[Source extract]:
----------

MDEV-5921: In parallel replication, an error is not correctly signalled to the next transaction

When a transaction fails in parallel replication, it should signal the error to any following transactions doing wait_for_prior_commit() on it. But the code for this was incorrect, and would not correctly remember a prior error when sending the signal. This caused corruption when slave stopped due to an error. Fix by remembering the error code when we first get an error, and passing the saved error code to wakeup_subsequent_commits(). Thanks to nanyi607rao who reported this bug on maria-developers@lists.launchpad.net and analysed the root cause.
author: unknown <knielsen@knielsen-hq.org> 2014-03-21 10:11:28 +0100
committer: unknown <knielsen@knielsen-hq.org> 2014-03-21 10:11:28 +0100
commit: a5418c5540f06e2ec4016734e9f1cc5c50c01de0 (patch)
tree: 4e21b26065c2691e19322d4671ff7986e716672f /sql/rpl_parallel.cc
parent: e59dec0345bba78ba83928060c20c5861cf205f1 (diff)

----------

[Excerpted data]:

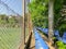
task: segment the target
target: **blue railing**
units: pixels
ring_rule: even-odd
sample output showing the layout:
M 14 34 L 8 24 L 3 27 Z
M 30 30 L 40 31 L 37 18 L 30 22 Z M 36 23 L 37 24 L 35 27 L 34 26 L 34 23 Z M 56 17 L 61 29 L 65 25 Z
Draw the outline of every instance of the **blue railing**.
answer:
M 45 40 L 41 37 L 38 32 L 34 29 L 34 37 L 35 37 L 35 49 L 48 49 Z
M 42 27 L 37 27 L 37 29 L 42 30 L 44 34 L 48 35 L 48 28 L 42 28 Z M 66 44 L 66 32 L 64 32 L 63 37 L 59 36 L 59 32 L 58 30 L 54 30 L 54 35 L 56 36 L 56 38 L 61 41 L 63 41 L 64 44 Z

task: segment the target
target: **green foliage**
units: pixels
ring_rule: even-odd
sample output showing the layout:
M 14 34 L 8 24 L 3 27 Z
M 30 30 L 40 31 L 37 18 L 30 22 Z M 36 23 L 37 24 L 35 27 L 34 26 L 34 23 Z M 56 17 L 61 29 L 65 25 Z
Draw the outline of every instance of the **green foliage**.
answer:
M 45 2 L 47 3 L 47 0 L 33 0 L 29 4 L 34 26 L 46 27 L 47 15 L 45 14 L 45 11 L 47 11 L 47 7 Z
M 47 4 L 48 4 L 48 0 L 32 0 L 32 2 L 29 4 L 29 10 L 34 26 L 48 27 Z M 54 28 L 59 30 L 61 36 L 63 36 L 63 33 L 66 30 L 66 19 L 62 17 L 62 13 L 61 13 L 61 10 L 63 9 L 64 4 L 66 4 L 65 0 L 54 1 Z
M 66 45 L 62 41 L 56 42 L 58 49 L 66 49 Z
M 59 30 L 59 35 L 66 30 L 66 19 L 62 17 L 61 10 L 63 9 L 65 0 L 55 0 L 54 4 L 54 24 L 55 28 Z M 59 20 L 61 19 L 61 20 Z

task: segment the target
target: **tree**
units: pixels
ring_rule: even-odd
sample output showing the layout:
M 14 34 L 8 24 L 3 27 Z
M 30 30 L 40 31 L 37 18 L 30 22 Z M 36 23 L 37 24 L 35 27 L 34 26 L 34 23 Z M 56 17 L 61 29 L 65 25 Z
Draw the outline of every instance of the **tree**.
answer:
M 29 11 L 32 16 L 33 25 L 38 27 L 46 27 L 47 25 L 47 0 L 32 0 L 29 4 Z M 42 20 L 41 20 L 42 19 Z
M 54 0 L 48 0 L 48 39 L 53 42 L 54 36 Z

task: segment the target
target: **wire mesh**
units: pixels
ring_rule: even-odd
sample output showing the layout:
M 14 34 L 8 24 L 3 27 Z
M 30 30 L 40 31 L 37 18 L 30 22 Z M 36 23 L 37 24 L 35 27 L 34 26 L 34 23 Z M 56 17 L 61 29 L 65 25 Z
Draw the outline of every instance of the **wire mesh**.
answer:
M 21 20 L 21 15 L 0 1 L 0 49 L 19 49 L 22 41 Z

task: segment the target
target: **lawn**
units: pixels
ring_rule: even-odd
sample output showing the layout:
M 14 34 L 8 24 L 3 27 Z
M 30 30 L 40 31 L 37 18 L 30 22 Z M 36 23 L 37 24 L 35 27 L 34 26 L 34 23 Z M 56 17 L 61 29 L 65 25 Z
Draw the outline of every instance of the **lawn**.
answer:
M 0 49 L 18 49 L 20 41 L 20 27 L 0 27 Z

----------

[Exercise prompt]: Continue the MDEV-5921 commit entry on parallel replication error signaling, starting after its final line.

[Output of the exercise]:
download: mariadb-git-a5418c5540f06e2ec4016734e9f1cc5c50c01de0.tar.gz
1 files changed, 22 insertions, 20 deletions
diff --git a/sql/rpl_parallel.cc b/sql/rpl_parallel.cc
index 3218acf2525..af797d55da3 100644
--- a/sql/rpl_parallel.cc
+++ b/sql/rpl_parallel.cc
@@ -20,6 +20,8 @@
 
 struct rpl_parallel_thread_pool global_rpl_thread_pool;
 
+static void signal_error_to_sql_driver_thread(THD *thd, rpl_group_info *rgi,
+                                              int err);
 
 static int
 rpt_handle_event(rpl_parallel_thread::queued_event *qev,
@@ -94,10 +96,11 @@ handle_queued_pos_update(THD *thd, rpl_parallel_thread::queued_event *qev)
 
 
 static void
-finish_event_group(THD *thd, int err, uint64 sub_id,
-                   rpl_parallel_entry *entry, rpl_group_info *rgi)
+finish_event_group(THD *thd, uint64 sub_id, rpl_parallel_entry *entry,
+                   rpl_group_info *rgi)
 {
   wait_for_commit *wfc= &rgi->commit_orderer;
+  int err;
 
   /*
     Remove any left-over registration to wait for a prior commit to
@@ -120,10 +123,10 @@ finish_event_group(THD *thd, int err, uint64 sub_id,
     waiting for us will in any case receive the error back from their
     wait_for_prior_commit() call.
   */
-  if (err)
+  if (rgi->worker_error)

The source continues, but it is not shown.